> _WHAT IS NEEDED_:
Wherever a line in the data holds the word "tree", pull that line out.

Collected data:
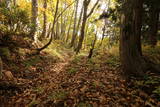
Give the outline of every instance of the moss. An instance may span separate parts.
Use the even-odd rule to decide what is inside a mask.
[[[33,66],[33,65],[36,65],[38,62],[40,62],[41,59],[40,57],[38,56],[35,56],[34,58],[31,58],[27,61],[24,61],[23,64],[26,66],[26,67],[30,67],[30,66]]]
[[[29,105],[28,107],[35,107],[36,105],[39,104],[39,101],[36,101],[36,100],[33,100]]]
[[[67,98],[68,93],[64,90],[52,93],[48,98],[50,100],[61,101]]]
[[[78,70],[76,68],[70,68],[68,73],[69,74],[75,74]]]
[[[11,58],[10,50],[8,48],[0,48],[0,56],[10,59]]]
[[[92,107],[92,105],[87,102],[80,102],[77,107]]]

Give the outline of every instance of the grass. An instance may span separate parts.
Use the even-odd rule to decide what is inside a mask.
[[[36,87],[36,88],[33,88],[33,91],[38,94],[42,94],[44,92],[44,89],[42,87]]]
[[[36,65],[41,61],[39,56],[34,56],[33,58],[30,58],[29,60],[26,60],[23,62],[23,64],[28,68],[30,66]]]
[[[75,74],[77,71],[78,71],[78,70],[77,70],[76,68],[70,68],[70,69],[68,70],[68,73],[69,73],[69,74]]]
[[[49,55],[53,57],[57,57],[58,59],[65,61],[65,56],[71,52],[71,49],[65,48],[60,41],[54,41],[48,48],[45,49]]]
[[[77,107],[92,107],[92,105],[87,102],[80,102]]]
[[[66,91],[60,90],[53,92],[48,98],[53,101],[61,101],[67,98],[68,93]]]

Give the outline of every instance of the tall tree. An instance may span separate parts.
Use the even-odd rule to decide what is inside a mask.
[[[96,34],[95,34],[94,40],[93,40],[93,42],[92,42],[92,44],[91,44],[91,49],[90,49],[90,51],[89,51],[89,55],[88,55],[88,58],[89,58],[89,59],[90,59],[90,58],[92,58],[93,50],[94,50],[95,45],[96,45],[96,41],[97,41],[97,31],[96,31]]]
[[[65,39],[65,42],[66,42],[66,43],[67,43],[68,40],[69,40],[69,35],[70,35],[71,26],[72,26],[73,16],[74,16],[74,10],[73,10],[72,15],[71,15],[70,24],[69,24],[68,31],[67,31],[67,36],[66,36],[66,39]]]
[[[3,0],[2,0],[3,1]],[[5,1],[5,0],[4,0]],[[10,5],[11,5],[11,0],[6,0],[6,6],[7,8],[10,8]]]
[[[15,6],[17,4],[17,0],[13,0],[13,5]]]
[[[46,32],[47,32],[47,15],[46,15],[46,10],[47,10],[47,0],[43,0],[43,31],[42,31],[42,38],[46,37]]]
[[[82,48],[82,43],[83,43],[84,36],[85,36],[85,27],[86,27],[87,19],[92,15],[94,9],[98,5],[99,0],[96,1],[94,6],[92,7],[91,11],[89,13],[87,13],[88,6],[89,6],[90,2],[91,2],[91,0],[84,0],[83,1],[83,20],[82,20],[82,27],[81,27],[81,35],[79,37],[79,42],[78,42],[78,46],[76,49],[77,54],[79,53],[80,49]]]
[[[37,27],[38,27],[38,0],[32,0],[32,28],[31,38],[36,42],[37,40]]]
[[[74,36],[74,41],[73,41],[74,48],[76,48],[76,44],[75,43],[76,43],[76,38],[77,38],[77,35],[78,35],[78,32],[79,32],[79,28],[80,28],[80,25],[81,25],[81,22],[82,22],[82,15],[83,15],[83,6],[81,8],[78,24],[77,24],[77,27],[76,27],[76,33],[75,33],[75,36]]]
[[[2,62],[2,59],[0,57],[0,79],[2,78],[2,70],[3,70],[3,62]]]
[[[106,24],[107,24],[106,22],[107,22],[107,21],[106,21],[106,19],[105,19],[105,20],[104,20],[104,23],[105,23],[105,24],[104,24],[104,26],[103,26],[103,28],[102,28],[102,32],[103,32],[103,33],[102,33],[102,39],[101,39],[101,43],[100,43],[99,47],[102,46],[104,37],[106,36],[106,34],[105,34],[105,33],[106,33]]]
[[[55,24],[57,22],[56,20],[57,20],[58,8],[59,8],[59,0],[57,0],[57,3],[56,3],[56,10],[55,10],[54,20],[53,20],[53,25],[52,25],[52,34],[51,34],[51,36],[54,37],[54,38],[56,38],[55,37],[54,28],[55,28]]]
[[[54,14],[54,20],[53,20],[53,23],[52,23],[52,28],[51,28],[51,31],[49,31],[49,33],[48,33],[48,35],[51,34],[50,40],[49,40],[48,43],[45,44],[43,47],[36,49],[36,50],[37,50],[36,54],[39,54],[42,50],[44,50],[45,48],[47,48],[47,47],[52,43],[53,37],[55,36],[54,27],[55,27],[56,22],[58,21],[59,17],[61,17],[61,15],[63,15],[63,13],[64,13],[70,6],[72,6],[73,3],[74,3],[74,2],[72,2],[70,5],[68,5],[68,6],[58,15],[59,0],[57,0],[56,10],[55,10],[55,14]]]
[[[74,27],[73,27],[73,34],[72,34],[72,40],[71,40],[71,47],[74,45],[74,41],[76,39],[76,26],[77,26],[77,13],[78,13],[78,5],[79,5],[79,0],[76,1],[75,4],[75,16],[74,16]]]
[[[141,54],[143,0],[125,0],[121,16],[120,58],[127,74],[142,75],[146,62]]]
[[[150,45],[154,47],[157,44],[157,33],[158,33],[158,21],[159,21],[159,13],[160,13],[160,8],[159,5],[160,3],[155,2],[151,3],[151,8],[150,8]]]

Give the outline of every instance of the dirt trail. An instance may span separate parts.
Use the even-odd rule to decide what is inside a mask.
[[[148,96],[128,88],[119,71],[102,59],[96,63],[70,55],[57,62],[45,59],[39,65],[43,70],[34,78],[21,79],[27,87],[1,107],[145,107],[143,98]]]

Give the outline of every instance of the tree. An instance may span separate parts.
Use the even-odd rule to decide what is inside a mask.
[[[38,27],[38,1],[32,0],[32,20],[31,20],[31,38],[34,42],[37,41],[37,27]]]
[[[17,0],[13,0],[13,5],[16,6]]]
[[[44,0],[43,3],[43,31],[42,31],[42,38],[46,37],[46,32],[47,32],[47,15],[46,15],[46,9],[47,9],[47,0]]]
[[[3,70],[3,62],[2,62],[2,59],[0,57],[0,79],[2,77],[2,70]]]
[[[54,31],[54,27],[56,22],[58,21],[59,17],[61,17],[61,15],[63,15],[63,13],[70,7],[72,6],[74,2],[72,2],[70,5],[68,5],[59,15],[58,15],[58,7],[59,7],[59,0],[57,0],[56,3],[56,10],[55,10],[55,14],[54,14],[54,20],[53,20],[53,25],[52,25],[52,29],[51,29],[51,37],[50,40],[48,41],[47,44],[45,44],[43,47],[36,49],[36,52],[34,54],[39,54],[42,50],[44,50],[45,48],[47,48],[53,41],[53,37],[55,36],[55,31]],[[49,32],[50,34],[50,32]]]
[[[125,0],[121,16],[120,58],[127,75],[140,76],[147,70],[141,53],[143,0]]]
[[[158,33],[158,21],[160,13],[160,2],[155,1],[151,2],[150,7],[150,32],[149,32],[149,41],[150,45],[154,47],[157,44],[157,33]]]
[[[90,51],[89,51],[88,58],[92,58],[93,50],[94,50],[94,48],[95,48],[96,41],[97,41],[97,32],[96,32],[95,37],[94,37],[94,40],[93,40],[93,42],[92,42],[92,44],[91,44],[91,49],[90,49]]]
[[[74,27],[73,27],[73,34],[72,34],[72,40],[71,40],[71,47],[73,47],[75,39],[76,39],[76,26],[77,26],[77,12],[78,12],[78,4],[79,4],[79,0],[77,0],[76,4],[75,4],[75,16],[74,16]]]
[[[103,33],[102,33],[102,39],[101,39],[101,43],[100,43],[99,47],[102,46],[104,37],[106,36],[106,35],[105,35],[105,32],[106,32],[106,24],[107,24],[107,23],[106,23],[106,19],[104,20],[104,23],[105,23],[105,24],[104,24],[104,26],[103,26],[103,28],[102,28],[102,32],[103,32]]]
[[[86,27],[87,19],[92,15],[94,9],[98,5],[99,0],[96,1],[93,8],[91,9],[91,11],[89,13],[87,13],[88,6],[89,6],[90,2],[91,2],[91,0],[84,0],[84,2],[83,2],[83,20],[82,20],[82,27],[81,27],[81,35],[79,37],[79,42],[78,42],[78,46],[76,49],[77,54],[79,53],[80,49],[82,48],[82,43],[83,43],[84,36],[85,36],[85,27]]]
[[[66,42],[66,43],[67,43],[68,40],[69,40],[69,35],[70,35],[70,30],[71,30],[73,15],[74,15],[74,10],[73,10],[72,15],[71,15],[71,19],[70,19],[70,23],[69,23],[69,27],[68,27],[68,31],[67,31],[67,36],[66,36],[66,38],[65,38],[65,42]]]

> _YOUR RESPONSE_:
Give the outline of every instance of the tall tree. An instance may span separate parts.
Give the outline of every instance of the tree. An instance may span separate parts.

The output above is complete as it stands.